Stated task a
In the comments below about sexism in the film industry, what share of the top grossing movies in 2012 had women directors, according to the quoted line from the infographic?

Text to read

The Vagenda

5 thoughts on “Everything You Ever Wanted to Know About Sexism in the Film Industry

  1. As is so often the case with infographics, this actually says almost nothing that one would ever want to know about sexism in the film industry. There’s no couching of statistics on context, or acknowledgement of compounding of factors (if all the directors are men, should we be surprised that women aren’t nominated for awards?).

    The interesting questions are not ‘how much?’, but ‘why?’. Is there a bias against women cinematographers? Is the reason technical or artistic? Do male and female cinematographers produce clearly different results, with current fashions perhaps preferring the male one? But no, let’s just put some statistics up and boo! Boo!

  2. @AstroKenty Agreed that why is the important question, second only to, how do we change this? However, stats are tools and it is often useful to have them. Especially in the day of the internent, it helps to have the “how much?” to explain why you are asking the why?”.

    On another note, race is not touched on here at all, which is a shame. I think it would be interesting to see the statistics comparing white women to WOC, especially about the speaking roles and the nudity.

  3. Also somewhat misleading if you ask me. Take a look at the end:

    .. with a 4% increase in the number of women directors responsible for the top grossing movies in 2012 (9% compare to 5%)…

    What ??? 5% of the 250 = 25 movies 9% of the of the 250 = 45 movies

    or to put it another way there has been a 80% increase !!! This should surely be shouted from the rooftops as a stunning change towards equality in a clearly very sexist industry, Of course, being a misleading infographic, there are no figure for 2010, 2009 to show if this a trend or not. A two second google shows that they have naturally picked a ‘low’ year as the starting point since in 2010 there were more female directors of the top 250 than in 2011.

Entries in a dataset
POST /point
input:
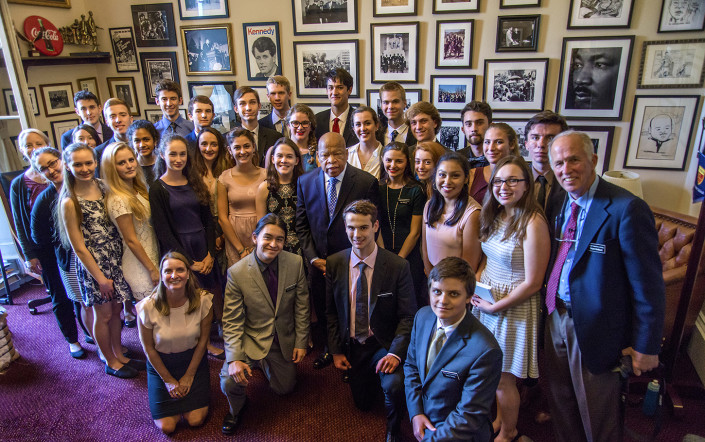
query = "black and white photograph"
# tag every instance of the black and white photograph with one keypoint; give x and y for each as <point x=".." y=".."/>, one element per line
<point x="587" y="14"/>
<point x="57" y="98"/>
<point x="221" y="94"/>
<point x="154" y="25"/>
<point x="518" y="33"/>
<point x="124" y="49"/>
<point x="157" y="66"/>
<point x="395" y="49"/>
<point x="682" y="16"/>
<point x="602" y="138"/>
<point x="263" y="50"/>
<point x="124" y="89"/>
<point x="454" y="6"/>
<point x="11" y="105"/>
<point x="388" y="8"/>
<point x="454" y="41"/>
<point x="672" y="64"/>
<point x="515" y="85"/>
<point x="661" y="126"/>
<point x="324" y="16"/>
<point x="315" y="59"/>
<point x="593" y="77"/>
<point x="451" y="92"/>
<point x="374" y="101"/>
<point x="207" y="49"/>
<point x="197" y="9"/>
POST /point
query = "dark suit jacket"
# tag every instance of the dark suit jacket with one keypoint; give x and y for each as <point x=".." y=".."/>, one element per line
<point x="323" y="127"/>
<point x="616" y="283"/>
<point x="66" y="137"/>
<point x="319" y="235"/>
<point x="458" y="391"/>
<point x="392" y="302"/>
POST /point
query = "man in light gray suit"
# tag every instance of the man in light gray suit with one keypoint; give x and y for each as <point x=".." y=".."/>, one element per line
<point x="265" y="318"/>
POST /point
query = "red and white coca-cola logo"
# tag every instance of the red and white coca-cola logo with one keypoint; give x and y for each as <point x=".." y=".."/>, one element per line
<point x="44" y="34"/>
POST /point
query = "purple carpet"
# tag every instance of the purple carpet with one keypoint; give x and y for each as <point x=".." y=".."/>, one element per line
<point x="47" y="395"/>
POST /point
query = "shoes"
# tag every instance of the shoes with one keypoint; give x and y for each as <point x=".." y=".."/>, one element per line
<point x="230" y="424"/>
<point x="322" y="361"/>
<point x="125" y="372"/>
<point x="137" y="364"/>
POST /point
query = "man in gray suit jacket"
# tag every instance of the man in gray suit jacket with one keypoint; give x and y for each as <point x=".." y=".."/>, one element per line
<point x="265" y="318"/>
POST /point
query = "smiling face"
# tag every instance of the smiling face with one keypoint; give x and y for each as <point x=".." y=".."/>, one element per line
<point x="269" y="243"/>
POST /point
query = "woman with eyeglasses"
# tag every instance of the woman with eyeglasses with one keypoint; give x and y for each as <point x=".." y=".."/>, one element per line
<point x="515" y="239"/>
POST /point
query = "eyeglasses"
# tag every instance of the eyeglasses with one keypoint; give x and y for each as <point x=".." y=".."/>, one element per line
<point x="511" y="182"/>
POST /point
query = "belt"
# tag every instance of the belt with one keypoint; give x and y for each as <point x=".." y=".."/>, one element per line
<point x="562" y="307"/>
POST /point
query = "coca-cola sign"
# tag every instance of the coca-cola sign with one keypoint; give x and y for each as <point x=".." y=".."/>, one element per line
<point x="44" y="34"/>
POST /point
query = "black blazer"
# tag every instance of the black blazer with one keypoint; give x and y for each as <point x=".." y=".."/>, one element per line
<point x="319" y="235"/>
<point x="323" y="127"/>
<point x="392" y="302"/>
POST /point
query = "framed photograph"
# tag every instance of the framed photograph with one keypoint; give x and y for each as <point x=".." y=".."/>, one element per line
<point x="11" y="105"/>
<point x="602" y="138"/>
<point x="158" y="66"/>
<point x="672" y="64"/>
<point x="207" y="49"/>
<point x="154" y="24"/>
<point x="395" y="52"/>
<point x="453" y="6"/>
<point x="88" y="84"/>
<point x="388" y="8"/>
<point x="508" y="4"/>
<point x="586" y="92"/>
<point x="221" y="94"/>
<point x="682" y="16"/>
<point x="451" y="92"/>
<point x="57" y="98"/>
<point x="374" y="101"/>
<point x="197" y="9"/>
<point x="318" y="17"/>
<point x="124" y="49"/>
<point x="263" y="50"/>
<point x="59" y="127"/>
<point x="315" y="59"/>
<point x="454" y="43"/>
<point x="591" y="14"/>
<point x="124" y="89"/>
<point x="659" y="136"/>
<point x="515" y="85"/>
<point x="517" y="33"/>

Stated task b
Extract every line of the entries above that contains the word "black", matching its case exactly.

Problem solution a
9%

Problem solution b
query = "black and white photograph"
# tag every instance of the black and white photograph with one keypoint; give x and y for each as <point x=".." y=".."/>, one element per line
query = "black blazer"
# tag every instance of the black blazer with one keypoint; give x and y for each as <point x=".." y=".."/>, one element per line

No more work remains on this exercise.